Résumez en deux phrases le texte sur le film L'Aventure de Madame Muir.
___ Texte source
Fantôme d'amour

Le film de décembre de la Ciné-Collection est un chef-d'œuvre intemporel : la comédie romantique et fantastique de Joseph Mankiewicz, 'L'Aventure de Madame Muir'. CC


Généralement pas tendre et peu porté sur le sentimentalisme, Jean-Patrick Manchette, du temps où il officiait comme critique cinéma à 'Charlie Hebdo' en parallèle à son activité d'écrivain, avait avoué sa passion pour L'Aventure de Madame Muir (1947) en ces termes : «Ce que je sais de plus important sur ce film, c'est qu'à la fin, je vais pleurer». Il est vrai qu'il a quelque chose d'irrésistible dès ses premiers plans, où la musique de Bernard Hermann (un thème à trois notes dont le compositeur tire une stupéfiante série de variations) nous introduit dans le domicile de l'héroïne, Madame Muir. Veuve depuis un an, elle décide de quitter sa belle famille et de s'installer avec sa fille (la toute jeune Nathalie Wood) et sa bonne dans un cottage en bord de mer pour y démarrer une nouvelle vie. Le dialogue est magnifique, d'une cruauté feutrée mais terrible, comme lorsque la belle-mère lance à sa bru : «Vous êtes la dernière chose qui me rappelle mon fils». Qu'importe pour Lucy Muir : en ce début de XXe siècle, elle bravera tous les obstacles pour affirmer son indépendance. Car le scénario, mi-romantique, mi-fantastique, ne cessera de la confronter à elle-même, à ses doutes et à ses désirs.Gene sans gêne
Qui dit veuve dit deuil, et qui dit deuil dit fantôme. C'est un authentique spectre qui hante la nouvelle maison de Madame Muir ; un vieux marin qui tente d'abord de la faire fuir mais qui, face à l'obstination de la jeune femme, deviendra son confident à défaut de pouvoir être son amant. Un fantôme amoureux ? Oui, et même jaloux, lorsqu'un peintre marié tourne autour de Lucy, en pleine confusion sentimentale. Face aux saillies vachardes de Rex Harrison (futur professeur Higgins de My Fair Lady) dans le rôle du fantôme, George Sanders joue la carte de son élégance naturelle, préparant ses grands rôles dans Moonfleet et Le Voyage en Italie. Mais le génie de Mankiewicz, c'est d'avoir confié à Gene Tierney le rôle de Lucy Muir. Dans une époque où le cinéma américain ne jurait que par les femmes fatales et les beautés dangereuses (de Barbara Stanwick à Ava Gardner), Tierney est une fabuleuse anomalie. Fleur délicate d'une dignité absolue, droite mais pas corsetée, belle mais pas inaccessible, elle confère au film sa sublime mélancolie. L'Aventure de Madame Muir aura un impact sur ses rôles futurs, comme en témoigne celui d'épouse impuissante mais dévouée que Jules Dassin lui confie dans Les Forbans de la nuit.L'Aventure de Madame Muir
Dans les salles du GRAC, jusqu'au 11 janvier.
______
___ Données fournies
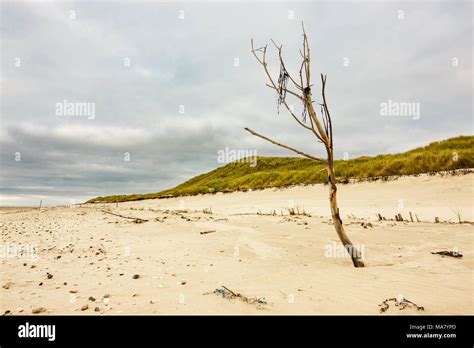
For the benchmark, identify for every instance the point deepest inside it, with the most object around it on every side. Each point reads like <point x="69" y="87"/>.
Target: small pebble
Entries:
<point x="38" y="310"/>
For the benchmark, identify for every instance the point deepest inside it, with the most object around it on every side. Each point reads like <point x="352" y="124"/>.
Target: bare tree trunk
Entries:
<point x="353" y="251"/>
<point x="320" y="127"/>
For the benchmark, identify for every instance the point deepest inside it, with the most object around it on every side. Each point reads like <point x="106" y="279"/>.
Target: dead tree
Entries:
<point x="319" y="125"/>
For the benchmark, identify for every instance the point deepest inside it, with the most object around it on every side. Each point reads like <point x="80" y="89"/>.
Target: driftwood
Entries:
<point x="229" y="294"/>
<point x="320" y="124"/>
<point x="206" y="232"/>
<point x="402" y="303"/>
<point x="135" y="219"/>
<point x="447" y="253"/>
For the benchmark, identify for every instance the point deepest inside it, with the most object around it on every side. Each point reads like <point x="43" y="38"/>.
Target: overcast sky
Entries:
<point x="169" y="92"/>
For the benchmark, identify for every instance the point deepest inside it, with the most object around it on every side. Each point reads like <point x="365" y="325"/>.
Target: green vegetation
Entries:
<point x="450" y="154"/>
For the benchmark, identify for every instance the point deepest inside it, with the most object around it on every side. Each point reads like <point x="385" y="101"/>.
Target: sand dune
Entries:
<point x="83" y="260"/>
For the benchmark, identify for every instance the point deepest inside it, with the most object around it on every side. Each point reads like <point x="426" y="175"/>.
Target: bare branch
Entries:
<point x="284" y="146"/>
<point x="328" y="115"/>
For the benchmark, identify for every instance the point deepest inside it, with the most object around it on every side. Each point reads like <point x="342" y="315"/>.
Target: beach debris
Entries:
<point x="225" y="292"/>
<point x="452" y="253"/>
<point x="206" y="232"/>
<point x="398" y="217"/>
<point x="135" y="219"/>
<point x="400" y="302"/>
<point x="38" y="310"/>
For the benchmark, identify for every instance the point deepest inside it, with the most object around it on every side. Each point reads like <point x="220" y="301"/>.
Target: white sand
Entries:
<point x="281" y="258"/>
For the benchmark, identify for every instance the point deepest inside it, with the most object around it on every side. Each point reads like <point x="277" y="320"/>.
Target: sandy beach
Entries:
<point x="85" y="260"/>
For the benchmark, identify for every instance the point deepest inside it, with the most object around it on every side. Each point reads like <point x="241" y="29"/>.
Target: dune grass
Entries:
<point x="450" y="154"/>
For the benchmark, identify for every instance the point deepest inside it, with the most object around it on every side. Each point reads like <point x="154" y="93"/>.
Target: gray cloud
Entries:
<point x="190" y="62"/>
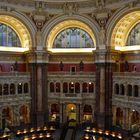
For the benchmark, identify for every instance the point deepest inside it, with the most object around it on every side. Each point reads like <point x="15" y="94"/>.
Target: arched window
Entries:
<point x="129" y="90"/>
<point x="57" y="87"/>
<point x="136" y="91"/>
<point x="51" y="87"/>
<point x="77" y="88"/>
<point x="0" y="89"/>
<point x="8" y="37"/>
<point x="73" y="38"/>
<point x="5" y="89"/>
<point x="134" y="36"/>
<point x="19" y="88"/>
<point x="84" y="87"/>
<point x="90" y="87"/>
<point x="122" y="89"/>
<point x="65" y="87"/>
<point x="71" y="87"/>
<point x="116" y="89"/>
<point x="12" y="88"/>
<point x="26" y="88"/>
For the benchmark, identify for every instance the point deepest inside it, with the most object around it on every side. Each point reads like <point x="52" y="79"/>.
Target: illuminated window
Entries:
<point x="8" y="37"/>
<point x="73" y="38"/>
<point x="134" y="36"/>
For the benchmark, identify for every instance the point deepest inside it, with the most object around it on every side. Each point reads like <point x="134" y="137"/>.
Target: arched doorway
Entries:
<point x="55" y="113"/>
<point x="24" y="114"/>
<point x="87" y="113"/>
<point x="71" y="112"/>
<point x="134" y="121"/>
<point x="6" y="117"/>
<point x="119" y="117"/>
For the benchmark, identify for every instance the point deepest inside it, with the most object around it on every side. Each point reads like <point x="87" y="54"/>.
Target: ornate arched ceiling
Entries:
<point x="57" y="6"/>
<point x="64" y="25"/>
<point x="20" y="29"/>
<point x="122" y="28"/>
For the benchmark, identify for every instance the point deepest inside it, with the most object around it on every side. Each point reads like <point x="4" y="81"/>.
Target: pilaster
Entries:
<point x="38" y="68"/>
<point x="103" y="110"/>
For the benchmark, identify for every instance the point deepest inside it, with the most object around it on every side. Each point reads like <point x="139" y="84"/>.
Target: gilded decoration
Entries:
<point x="70" y="58"/>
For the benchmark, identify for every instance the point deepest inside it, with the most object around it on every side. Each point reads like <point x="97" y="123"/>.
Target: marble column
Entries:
<point x="103" y="110"/>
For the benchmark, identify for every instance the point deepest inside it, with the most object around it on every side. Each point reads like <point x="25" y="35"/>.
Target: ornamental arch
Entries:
<point x="56" y="25"/>
<point x="119" y="27"/>
<point x="22" y="25"/>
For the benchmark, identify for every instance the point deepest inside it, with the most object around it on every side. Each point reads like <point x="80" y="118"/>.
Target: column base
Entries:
<point x="103" y="121"/>
<point x="38" y="119"/>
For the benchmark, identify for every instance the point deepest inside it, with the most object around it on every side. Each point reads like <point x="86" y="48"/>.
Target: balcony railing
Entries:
<point x="14" y="73"/>
<point x="16" y="97"/>
<point x="126" y="74"/>
<point x="69" y="95"/>
<point x="71" y="73"/>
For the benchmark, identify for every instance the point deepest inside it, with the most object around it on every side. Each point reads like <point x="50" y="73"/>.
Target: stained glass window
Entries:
<point x="134" y="36"/>
<point x="8" y="37"/>
<point x="73" y="38"/>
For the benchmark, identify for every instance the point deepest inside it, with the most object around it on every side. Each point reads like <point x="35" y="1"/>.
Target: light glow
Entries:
<point x="13" y="49"/>
<point x="71" y="50"/>
<point x="128" y="48"/>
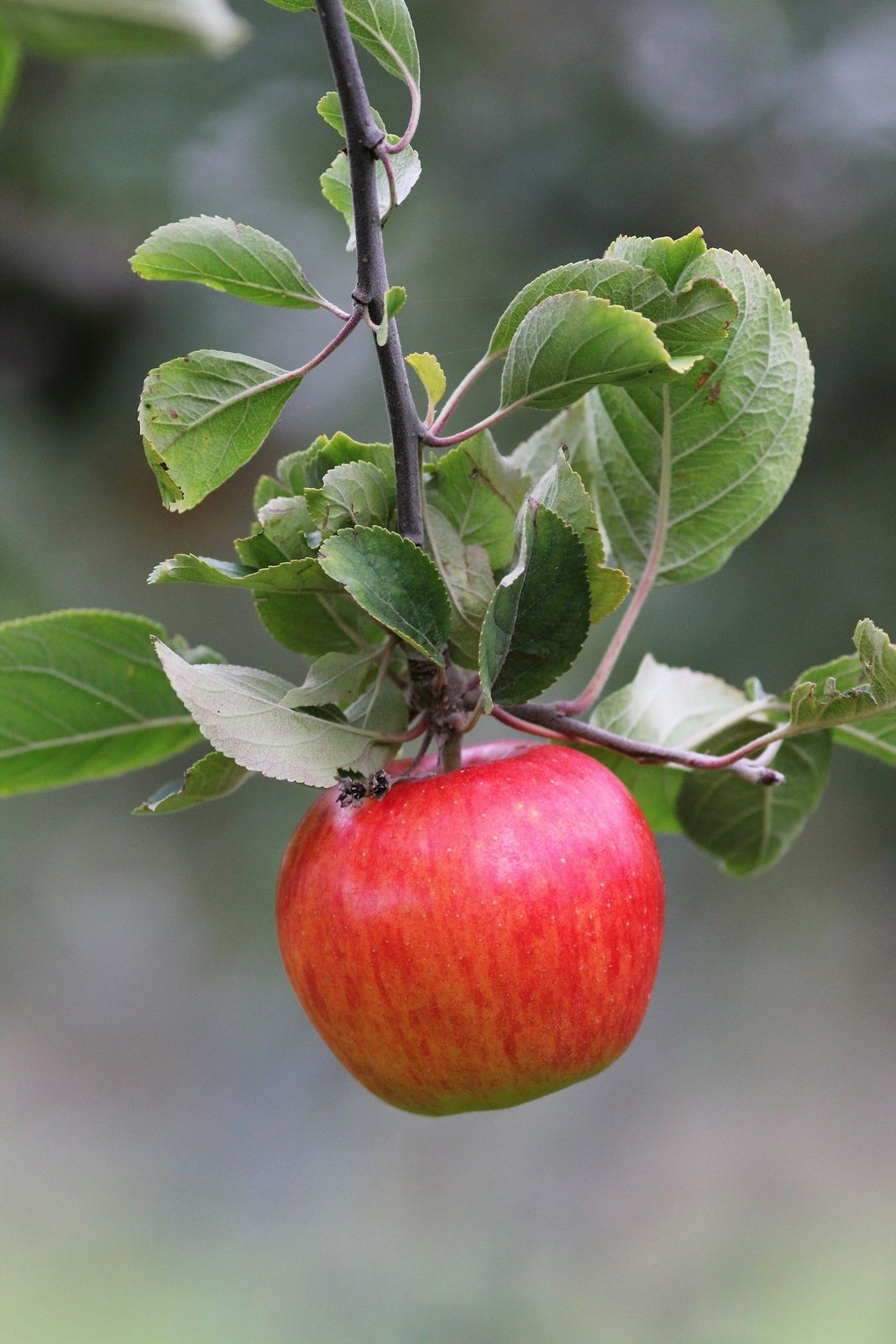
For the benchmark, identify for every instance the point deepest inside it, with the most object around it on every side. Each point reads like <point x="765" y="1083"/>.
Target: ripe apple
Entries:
<point x="477" y="938"/>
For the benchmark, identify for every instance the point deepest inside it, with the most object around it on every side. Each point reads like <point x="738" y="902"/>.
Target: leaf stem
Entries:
<point x="461" y="390"/>
<point x="551" y="721"/>
<point x="645" y="584"/>
<point x="363" y="138"/>
<point x="450" y="440"/>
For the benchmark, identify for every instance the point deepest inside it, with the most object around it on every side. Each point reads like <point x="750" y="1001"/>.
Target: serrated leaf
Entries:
<point x="394" y="302"/>
<point x="665" y="706"/>
<point x="206" y="416"/>
<point x="748" y="826"/>
<point x="479" y="494"/>
<point x="853" y="696"/>
<point x="338" y="187"/>
<point x="669" y="257"/>
<point x="539" y="616"/>
<point x="285" y="577"/>
<point x="123" y="27"/>
<point x="685" y="322"/>
<point x="394" y="582"/>
<point x="228" y="257"/>
<point x="8" y="71"/>
<point x="469" y="581"/>
<point x="333" y="679"/>
<point x="383" y="27"/>
<point x="738" y="425"/>
<point x="289" y="526"/>
<point x="244" y="716"/>
<point x="354" y="495"/>
<point x="432" y="374"/>
<point x="212" y="777"/>
<point x="571" y="343"/>
<point x="563" y="491"/>
<point x="82" y="698"/>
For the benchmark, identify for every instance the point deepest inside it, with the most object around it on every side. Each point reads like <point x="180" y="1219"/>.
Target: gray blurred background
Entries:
<point x="181" y="1160"/>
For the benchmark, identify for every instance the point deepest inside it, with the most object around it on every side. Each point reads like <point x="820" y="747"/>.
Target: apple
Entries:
<point x="477" y="938"/>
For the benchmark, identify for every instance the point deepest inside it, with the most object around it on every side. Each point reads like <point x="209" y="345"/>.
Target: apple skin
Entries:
<point x="479" y="938"/>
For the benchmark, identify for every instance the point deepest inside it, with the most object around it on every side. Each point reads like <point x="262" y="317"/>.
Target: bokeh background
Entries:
<point x="181" y="1160"/>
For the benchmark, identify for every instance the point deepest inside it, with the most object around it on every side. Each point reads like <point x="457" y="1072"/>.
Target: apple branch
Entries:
<point x="553" y="722"/>
<point x="363" y="140"/>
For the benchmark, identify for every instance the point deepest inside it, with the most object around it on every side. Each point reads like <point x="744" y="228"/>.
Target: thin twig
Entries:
<point x="362" y="140"/>
<point x="559" y="725"/>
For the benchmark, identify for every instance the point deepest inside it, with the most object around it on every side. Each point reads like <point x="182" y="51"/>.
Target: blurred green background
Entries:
<point x="181" y="1160"/>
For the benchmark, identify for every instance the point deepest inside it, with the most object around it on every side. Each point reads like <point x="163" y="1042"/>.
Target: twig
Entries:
<point x="362" y="139"/>
<point x="553" y="722"/>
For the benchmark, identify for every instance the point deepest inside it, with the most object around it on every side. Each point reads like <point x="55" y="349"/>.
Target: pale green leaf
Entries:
<point x="394" y="582"/>
<point x="206" y="416"/>
<point x="228" y="257"/>
<point x="479" y="494"/>
<point x="539" y="616"/>
<point x="285" y="577"/>
<point x="853" y="696"/>
<point x="352" y="495"/>
<point x="338" y="187"/>
<point x="469" y="581"/>
<point x="563" y="491"/>
<point x="669" y="257"/>
<point x="383" y="27"/>
<point x="672" y="707"/>
<point x="738" y="427"/>
<point x="242" y="712"/>
<point x="212" y="777"/>
<point x="82" y="698"/>
<point x="432" y="374"/>
<point x="571" y="343"/>
<point x="123" y="27"/>
<point x="750" y="826"/>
______
▶ Votre réponse: Le film de décembre de la Ciné-Collection est L'Aventure de Madame Muir (1947), comédie romantique et fantastique de Joseph Mankiewicz, où une jeune veuve s'installe avec sa fille et sa bonne dans un cottage au bord de la mer, hanté par le fantôme d'un vieux marin qui devient son confident. Le texte salue la musique de Bernard Hermann, le dialogue et surtout Gene Tierney dans le rôle de Lucy Muir, qui donne au film sa sublime mélancolie, et indique qu'on peut le voir dans les salles du GRAC jusqu'au 11 janvier.